Exercise brief
Copy out, word for word, everything in the material below from the line containing "Guideline: mark the water" down to the line containing "[[59, 141]]", including both of those lines and nothing else.

--------------------------------------------------

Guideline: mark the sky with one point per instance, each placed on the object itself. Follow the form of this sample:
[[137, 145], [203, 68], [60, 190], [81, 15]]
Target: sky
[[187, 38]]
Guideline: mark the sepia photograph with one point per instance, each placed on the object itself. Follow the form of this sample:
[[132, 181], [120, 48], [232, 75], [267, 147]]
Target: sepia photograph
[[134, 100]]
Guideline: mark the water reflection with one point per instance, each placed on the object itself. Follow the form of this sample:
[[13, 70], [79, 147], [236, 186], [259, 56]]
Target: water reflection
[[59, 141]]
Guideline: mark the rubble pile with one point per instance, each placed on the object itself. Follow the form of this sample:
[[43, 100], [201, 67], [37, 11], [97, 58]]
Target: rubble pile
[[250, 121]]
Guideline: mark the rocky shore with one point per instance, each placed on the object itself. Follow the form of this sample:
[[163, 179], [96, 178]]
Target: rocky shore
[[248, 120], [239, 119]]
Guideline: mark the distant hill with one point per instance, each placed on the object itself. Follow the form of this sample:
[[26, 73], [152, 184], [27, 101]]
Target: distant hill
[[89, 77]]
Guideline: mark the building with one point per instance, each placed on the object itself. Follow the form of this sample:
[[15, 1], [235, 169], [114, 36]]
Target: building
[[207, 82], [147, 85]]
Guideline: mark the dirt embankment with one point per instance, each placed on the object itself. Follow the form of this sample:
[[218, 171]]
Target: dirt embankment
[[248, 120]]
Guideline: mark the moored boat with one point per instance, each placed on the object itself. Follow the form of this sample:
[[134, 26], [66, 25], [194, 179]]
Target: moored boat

--------------------------------------------------

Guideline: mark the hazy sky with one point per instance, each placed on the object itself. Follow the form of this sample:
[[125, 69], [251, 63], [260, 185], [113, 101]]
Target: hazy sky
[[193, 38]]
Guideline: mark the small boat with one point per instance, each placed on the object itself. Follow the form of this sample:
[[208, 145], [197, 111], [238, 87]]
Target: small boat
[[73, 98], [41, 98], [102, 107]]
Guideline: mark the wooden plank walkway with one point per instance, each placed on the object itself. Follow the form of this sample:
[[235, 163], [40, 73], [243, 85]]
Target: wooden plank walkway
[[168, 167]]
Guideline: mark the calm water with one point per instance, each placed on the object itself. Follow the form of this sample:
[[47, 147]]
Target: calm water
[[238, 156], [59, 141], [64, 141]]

--------------------------------------------------

Answer for this exercise
Guideline: mark the water reflection with one point per instance, each placed on the object itself. Follow the form of this sample:
[[13, 70], [79, 147], [236, 186], [259, 56]]
Target: water reflection
[[59, 141]]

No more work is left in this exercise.